Re-training Based Approach: Another approach of UDA based semantic segmentation is pseudo label re-training [26, 63, 64] that uses high-confident predictions as pseudo ground truth for the target unlabelled data to finetune the model trained on the source data. In [64], class balancing and spatial prior are included to guide the iterative re-training in target domain. [49] proposes a soft-assigned version of re-training, where it enforces the “most-confused” pixels (e.g., with equal probabilities for all classes) to become more confident (i.e., with either low or high probability for each class) by entropy minimization. [64] instead implements iterative learning on high-confident pixels.

Our method does not follow either global/class-wise feature space alignment using discriminators [7, 19, 28, 29, 31, 46] or re-training on target data [41, 64]. Instead, we enforce multi-scale feature space alignment via multi-scale entropy max-minimizing. To the best of our knowledge, this is the first end-to-end multi-scale UDA network that achieves competitive performance on two challenging UDA tasks.

3 Methods

In this section, we present our framework for contextual-relationships consistent domain adaptation (CrCDA): a discriminator-free adversarial training scheme between a feature extractor module and a classifier via adaptive entropy max-minimizing (AEMM) to align local contextual-relationships across domains. Figure 2 illustrates our network architecture.

--*--

## OBJECTIVES
1: Retype the passage on domain adaptation from "Our method does" up to and including "challenging UDA tasks.".
2: Lay out the listing from the line with "Can you see the black" up to and including the line with "column 482, row 154" as a Markdown table with the columns Row and Line, leaving out any blank lines.

Stored records
--*--

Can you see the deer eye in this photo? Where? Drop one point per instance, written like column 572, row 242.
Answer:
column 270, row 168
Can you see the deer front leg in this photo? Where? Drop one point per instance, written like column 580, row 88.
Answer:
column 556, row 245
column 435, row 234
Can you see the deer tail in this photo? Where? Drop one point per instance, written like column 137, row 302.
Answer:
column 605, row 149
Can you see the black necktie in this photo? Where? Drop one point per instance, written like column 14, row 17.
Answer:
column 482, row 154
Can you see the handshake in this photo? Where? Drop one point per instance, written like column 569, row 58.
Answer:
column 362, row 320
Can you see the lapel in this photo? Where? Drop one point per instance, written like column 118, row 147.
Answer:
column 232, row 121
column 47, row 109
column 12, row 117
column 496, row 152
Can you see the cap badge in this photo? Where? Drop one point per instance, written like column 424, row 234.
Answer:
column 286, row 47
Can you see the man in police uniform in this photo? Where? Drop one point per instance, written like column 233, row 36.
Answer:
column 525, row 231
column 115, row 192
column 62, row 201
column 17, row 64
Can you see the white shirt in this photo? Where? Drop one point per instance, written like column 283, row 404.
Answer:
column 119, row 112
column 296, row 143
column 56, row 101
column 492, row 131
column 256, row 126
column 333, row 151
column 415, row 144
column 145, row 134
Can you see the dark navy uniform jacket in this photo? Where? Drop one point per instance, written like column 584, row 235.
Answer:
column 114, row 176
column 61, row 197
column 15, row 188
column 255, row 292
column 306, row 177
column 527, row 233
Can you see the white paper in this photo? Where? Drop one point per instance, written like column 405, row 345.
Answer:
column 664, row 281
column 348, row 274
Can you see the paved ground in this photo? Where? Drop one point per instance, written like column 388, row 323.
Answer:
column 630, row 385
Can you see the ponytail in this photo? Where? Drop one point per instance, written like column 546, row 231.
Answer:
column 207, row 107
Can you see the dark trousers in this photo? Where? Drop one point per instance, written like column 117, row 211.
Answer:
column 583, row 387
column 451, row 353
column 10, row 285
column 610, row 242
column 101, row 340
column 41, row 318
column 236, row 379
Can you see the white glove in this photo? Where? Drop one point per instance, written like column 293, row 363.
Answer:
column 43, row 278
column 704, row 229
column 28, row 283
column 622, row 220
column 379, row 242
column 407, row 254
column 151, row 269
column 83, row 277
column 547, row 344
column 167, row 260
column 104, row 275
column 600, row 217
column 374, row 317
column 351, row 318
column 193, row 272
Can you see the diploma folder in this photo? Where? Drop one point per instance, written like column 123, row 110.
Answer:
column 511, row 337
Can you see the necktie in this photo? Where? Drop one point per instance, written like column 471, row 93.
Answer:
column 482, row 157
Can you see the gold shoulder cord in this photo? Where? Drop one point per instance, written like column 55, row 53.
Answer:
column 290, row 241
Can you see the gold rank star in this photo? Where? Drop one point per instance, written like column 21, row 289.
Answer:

--*--

## FULL SOLUTIONS
1:
Our method does not follow either global/class-wise feature space alignment using discriminators [7, 19, 28, 29, 31, 46] or re-training on target data [41, 64]. Instead, we enforce multi-scale feature space alignment via multi-scale entropy max-minimizing. To the best of our knowledge, this is the first end-to-end multi-scale UDA network that achieves competitive performance on two challenging UDA tasks.

2:
| Row | Line |
|---|---|
| 1 | Can you see the black necktie in this photo? Where? Drop one point per instance, written like column 14, row 17. |
| 2 | Answer: |
| 3 | column 482, row 154 |